EXERCISE DESCRIPTION:
Starting at the line that contains "of the dog's", set down each line exactly until the records end, keeping both ends and adding nothing.

DATA EXTRACTS:
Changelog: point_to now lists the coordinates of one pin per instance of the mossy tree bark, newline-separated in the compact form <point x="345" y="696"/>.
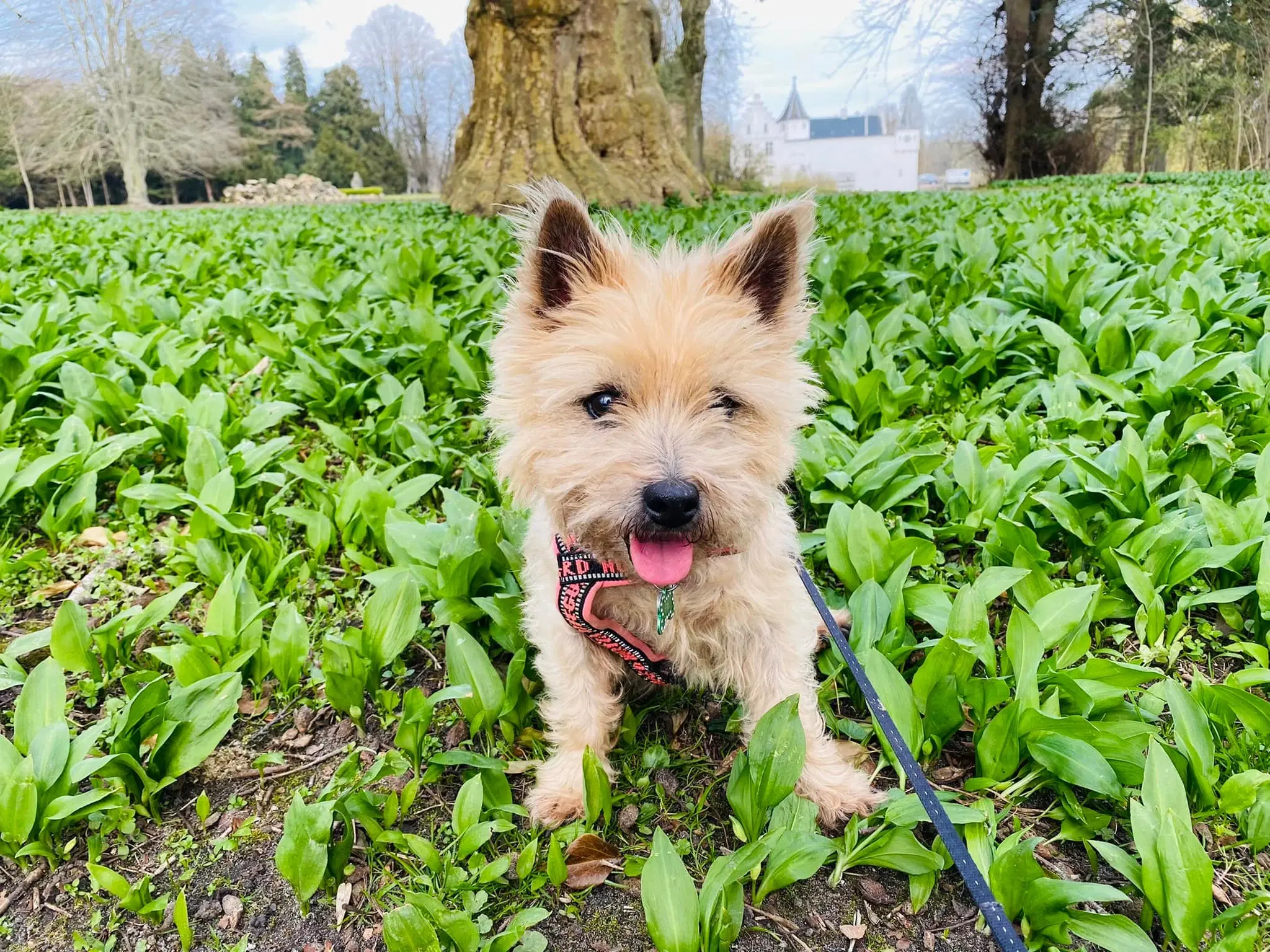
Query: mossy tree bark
<point x="567" y="89"/>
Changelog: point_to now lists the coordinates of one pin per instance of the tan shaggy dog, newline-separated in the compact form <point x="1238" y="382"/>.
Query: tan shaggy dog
<point x="647" y="405"/>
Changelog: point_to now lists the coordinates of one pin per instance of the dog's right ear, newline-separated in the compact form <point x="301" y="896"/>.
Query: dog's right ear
<point x="562" y="249"/>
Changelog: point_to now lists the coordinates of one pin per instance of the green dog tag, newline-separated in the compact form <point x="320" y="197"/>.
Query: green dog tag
<point x="665" y="607"/>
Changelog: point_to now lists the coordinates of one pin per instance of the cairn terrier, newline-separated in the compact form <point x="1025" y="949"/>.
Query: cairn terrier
<point x="647" y="407"/>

OUTPUT FOR THIS EXERCISE:
Changelog: point_to now lists the coordinates of one pin per instance of the dog's right ear, newline-separated in the compact form <point x="301" y="896"/>.
Query: dog's right ear
<point x="562" y="249"/>
Changelog: point_to now lists the coordinates of one pin per instance of the green dog tag, newline-separated in the compact form <point x="320" y="197"/>.
Query: green dog tag
<point x="665" y="607"/>
Changelog: point_to now lists the coordinates of one pin per instance of the cairn terrier, newline-separated in the compact form <point x="1025" y="949"/>.
Query: cairn terrier
<point x="647" y="407"/>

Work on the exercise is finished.